TEXT TO READ:

** start **

SAFe Planning and Execution Series Overview

In the second post of our SAFe Planning and Execution Series, we will focus on Portfolio Management, a critical aspect of the SAFe framework. We’ll discuss its key inputs and outputs, governance, and events. Be sure to check the other posts in this series, which cover an

Introduction to SAFe Portfolio Management

In the first post of our four-part series on SAFe Planning and Execution, we introduced the concept and provided an overview of the topics we will cover. As a continuation, this second post delves into Portfolio Management in the Scaled Agile Framework (SAFe), a critical aspect of planning and execution that enables organizations to align their investments with business goals and deliver value across multiple Agile Release Trains (ARTs). We will explore the key components and processes of SAFe Portfolio Management, including strategy and investment funding, connecting the portfolio to the enterprise strategy, creating and managing the Portfolio Backlog, and the critical roles and responsibilities involved.

Defining Portfolio Management in SAFe

Lean Portfolio Management (LPM) is a crucial competency in the Scaled Agile Framework (SAFe) that aligns strategy and execution by applying Lean and systems thinking approaches to strategy, investment funding, Agile Portfolio Operations, and Governance. LPM is responsible for the highest decision-making and financial accountability for the solutions and development value streams in a SAFe Portfolio.

The individuals fulfilling the LPM function come from various roles and titles and are often distributed across different parts of the organization’s hierarchy. Executives and business owners who understand the financial, technical, and business contexts are accountable for the overall business outcomes, strategy, and investment funding and for addressing the challenge of aligning strategy with execution.

Portfolio Management is the highest-level planning process in SAFe, focusing on the definition, refinement, prioritization, and funding of business initiatives to be realized by programs and delivery teams. These initiatives, known as Epics in SAFe, are translated into implementable features once approved at the portfolio level.

LPM provides alignment and governance models for specific SAFe Portfolios, which contain a set of Development Value Streams (DVS) for a business domain within an enterprise. Each DVS is responsible for building, supporting, and maintaining solutions delivered to customers, whether internal or external to the enterprise.

** end **

INFORMATION SUPPLIED:
** start **

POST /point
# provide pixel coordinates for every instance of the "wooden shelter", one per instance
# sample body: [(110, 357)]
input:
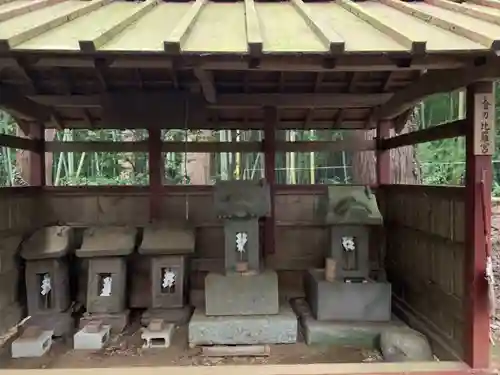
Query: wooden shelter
[(271, 66)]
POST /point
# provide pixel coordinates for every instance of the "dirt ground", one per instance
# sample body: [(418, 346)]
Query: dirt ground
[(125, 350)]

** end **

DIRECTIVES:
(a) In the SAFe Portfolio Management text, what name does SAFe give to the business initiatives defined and funded at the portfolio level?
(b) Write the next part of the SAFe Portfolio Management text, beginning right after its final sentence.
The material placed after the SAFe Portfolio Management text is separate from it.

SOLVED PROBLEMS:
(a) They are called Epics.

(b)
Key Inputs & Outputs of Portfolio Management

Portfolio management is critical in aligning and funding strategies to create and maintain solutions that meet business targets. Several key inputs and outputs must be considered to ensure a seamless connection between Portfolio Management and the overall enterprise strategy.

Strategy and Investment Funding

This process guarantees that the entire portfolio is aligned and funded to achieve business objectives. The Portfolio strategy goes beyond prioritization and investment selection, requiring a deep understanding of the portfolio’s current state and plans for future development. Lean Portfolio Management (LPM) and stakeholders must create business and enabler Epics to feed the Portfolio Backlog.

Connecting the Portfolio to the Enterprise Strategy

The Portfolio strategy should support the organization’s broader objectives, making the connection between the portfolio and the enterprise strategy essential. The portfolio connects to the enterprise strategy through strategic themes and the portfolio budget and provides feedback via the portfolio context.

Portfolio Vision

Describing the future state of development value streams and solutions, the Portfolio Vision highlights the gap that LPM must address. To ensure effective collaboration across the portfolio, the vision, goals, ideas, and expectations must be communicated continuously and transparently.

Enterprise Architecture

This critical strategy and investment funding component translates the business vision and strategy into effective technology plans. Enterprise Architects promote adaptive design and engineering practices and facilitate the reuse of components and design patterns to expedite solution development.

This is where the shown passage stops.